[Start of INFORMATION PROVIDED]
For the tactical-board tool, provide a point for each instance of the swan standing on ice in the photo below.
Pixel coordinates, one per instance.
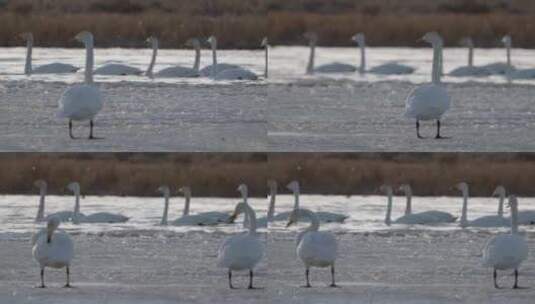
(429, 101)
(326, 217)
(242, 251)
(63, 216)
(82, 102)
(506, 251)
(470, 69)
(434, 216)
(314, 248)
(53, 249)
(99, 217)
(391, 68)
(335, 67)
(51, 68)
(484, 221)
(408, 218)
(184, 72)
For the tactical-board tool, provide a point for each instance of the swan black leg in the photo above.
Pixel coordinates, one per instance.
(333, 283)
(230, 279)
(91, 129)
(68, 272)
(307, 272)
(42, 278)
(418, 129)
(438, 129)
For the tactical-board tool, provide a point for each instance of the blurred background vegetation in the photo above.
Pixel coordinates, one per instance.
(243, 23)
(218, 174)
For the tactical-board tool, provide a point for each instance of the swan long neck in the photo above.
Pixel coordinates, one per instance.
(150, 69)
(41, 211)
(310, 65)
(388, 217)
(89, 61)
(28, 65)
(165, 208)
(464, 212)
(187, 199)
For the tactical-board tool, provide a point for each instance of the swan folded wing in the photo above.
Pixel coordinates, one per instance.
(80, 102)
(427, 102)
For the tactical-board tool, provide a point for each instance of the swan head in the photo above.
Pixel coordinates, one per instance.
(359, 38)
(500, 191)
(84, 36)
(432, 37)
(264, 42)
(164, 190)
(193, 42)
(293, 186)
(74, 187)
(39, 183)
(242, 188)
(311, 37)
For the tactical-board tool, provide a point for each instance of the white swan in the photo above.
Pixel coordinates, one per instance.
(99, 217)
(506, 251)
(429, 101)
(51, 68)
(502, 68)
(314, 248)
(53, 249)
(484, 221)
(390, 68)
(335, 67)
(210, 71)
(184, 72)
(266, 46)
(82, 102)
(326, 217)
(470, 70)
(434, 216)
(242, 251)
(63, 216)
(264, 221)
(407, 219)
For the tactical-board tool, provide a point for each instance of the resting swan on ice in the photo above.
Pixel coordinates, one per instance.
(53, 248)
(314, 248)
(242, 251)
(50, 68)
(391, 68)
(506, 251)
(82, 102)
(429, 101)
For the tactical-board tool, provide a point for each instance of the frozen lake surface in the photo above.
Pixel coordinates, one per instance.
(140, 262)
(287, 112)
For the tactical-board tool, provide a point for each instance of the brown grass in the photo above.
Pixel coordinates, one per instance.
(218, 174)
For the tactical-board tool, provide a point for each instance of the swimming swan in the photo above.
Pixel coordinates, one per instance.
(82, 102)
(244, 250)
(391, 68)
(99, 217)
(53, 249)
(51, 68)
(433, 216)
(484, 221)
(470, 69)
(429, 101)
(335, 67)
(326, 217)
(314, 248)
(184, 72)
(506, 251)
(63, 216)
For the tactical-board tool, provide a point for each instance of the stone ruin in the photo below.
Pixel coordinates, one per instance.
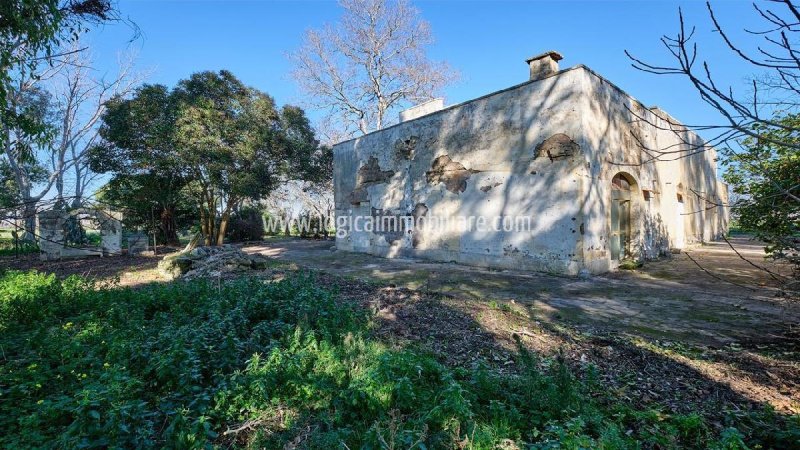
(209, 262)
(53, 241)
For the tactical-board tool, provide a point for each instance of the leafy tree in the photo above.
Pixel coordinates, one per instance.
(766, 177)
(225, 141)
(151, 202)
(757, 123)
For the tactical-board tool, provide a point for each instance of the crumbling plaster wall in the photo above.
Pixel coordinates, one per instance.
(622, 137)
(517, 153)
(545, 149)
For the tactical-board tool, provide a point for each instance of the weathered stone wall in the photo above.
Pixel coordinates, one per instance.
(544, 150)
(51, 234)
(661, 157)
(516, 153)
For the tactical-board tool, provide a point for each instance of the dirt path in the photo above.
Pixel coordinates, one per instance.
(671, 299)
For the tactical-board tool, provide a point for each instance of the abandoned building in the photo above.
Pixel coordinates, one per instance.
(594, 176)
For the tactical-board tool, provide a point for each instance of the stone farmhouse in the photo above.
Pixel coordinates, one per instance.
(564, 173)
[End of INFORMATION PROVIDED]
* **WRITTEN TASK**:
Copy every item above word for word, in the same order, and leave out the pictures.

* **WRITTEN REPLY**:
For the tactical-board tool, provide a point for each instance of the swan standing on ice in the photo below.
Pixel coordinates, one per instance.
(429, 101)
(326, 217)
(242, 251)
(63, 216)
(82, 102)
(506, 251)
(470, 69)
(434, 216)
(314, 248)
(53, 249)
(99, 217)
(391, 68)
(335, 67)
(51, 68)
(484, 221)
(408, 218)
(184, 72)
For the tactical-board tool, provide a point for each instance of the swan black leg in the photo above.
Pixel coordinates, one per instance.
(333, 283)
(230, 279)
(91, 129)
(68, 272)
(307, 272)
(42, 278)
(418, 129)
(438, 129)
For the tactical-board tool, provide a point for each instance of the blurred background vegetation in the photo above.
Pixel coordinates, one per instance.
(243, 23)
(218, 174)
For the tactical-board tool, provide a point for each instance of the swan long neck in the photo above.
Pixel coordinates, one per instance.
(150, 69)
(41, 211)
(310, 65)
(388, 217)
(89, 61)
(28, 65)
(165, 208)
(464, 212)
(187, 199)
For the tactical-board tool, provide a point for each instance of the swan folded wing in the photo above.
Pixel coordinates, one per instance.
(80, 102)
(427, 102)
For the tactical-board tool, provide a point for each instance of the swan head in the photo above.
Pixel coordinates, one per instance.
(359, 38)
(500, 191)
(84, 36)
(432, 37)
(264, 42)
(164, 190)
(193, 42)
(293, 186)
(74, 187)
(39, 183)
(242, 188)
(311, 37)
For the tactical-board tool, provide a point for each instance of the white swan in the photo above.
Pixel coordinates, one per instance.
(99, 217)
(506, 251)
(429, 101)
(51, 68)
(502, 68)
(314, 248)
(53, 249)
(484, 221)
(390, 68)
(335, 67)
(210, 71)
(184, 72)
(266, 46)
(82, 102)
(326, 217)
(470, 70)
(434, 216)
(242, 251)
(63, 216)
(264, 221)
(407, 219)
For the tactical-board tool, provide a point for each instance of the resting swan on ice in the photo above.
Pixel coordinates, one per instance.
(53, 248)
(314, 248)
(242, 251)
(50, 68)
(391, 68)
(506, 251)
(82, 102)
(429, 101)
For the tactical-board tool, provide a point for each instance of the frozen lake surface in the photo above.
Pixel coordinates, one per instance.
(140, 262)
(287, 112)
For the tactical-board tool, provide a point for each instance of the brown grass in the photo above.
Pixel coordinates, one per instance.
(218, 174)
For the tactical-board tool, provide a point for each instance of the swimming swan in the photo above.
Pixel coordinates, one per instance.
(82, 102)
(244, 250)
(391, 68)
(99, 217)
(53, 249)
(51, 68)
(433, 216)
(484, 221)
(470, 69)
(429, 101)
(335, 67)
(326, 217)
(314, 248)
(184, 72)
(506, 251)
(63, 216)
For the tactical-board tool, provide a point for each instance of the stone ruin in the photo below.
Pixel coordinates, one per instance.
(209, 262)
(53, 241)
For the tactical-board tool, provide a point for each instance of the leafy tree in the photo above.
Pixel coordinates, one per instance.
(766, 177)
(225, 141)
(151, 202)
(757, 123)
For the tactical-board tool, provide a point for each instance of the crumbling plaster wall in the photo above.
Pixel coordinates, one per instance.
(622, 137)
(517, 153)
(545, 149)
For the tactical-board tool, provide a point for each instance of the weathered stone wall in the photo above.
Pixel coordinates, one per instance.
(544, 150)
(51, 234)
(661, 157)
(516, 153)
For the tactical-board tool, provide a point for each instance of the dirt path in the photo above.
Pixel coordinates, one per instance.
(671, 299)
For the tactical-board tool, provide a point for each instance of the abandoned building in the photo above.
Pixel coordinates, one per instance.
(594, 176)
For the tactical-board tool, provide a point for each instance of the stone farmhouse in the photo above.
Pixel coordinates, one per instance.
(564, 173)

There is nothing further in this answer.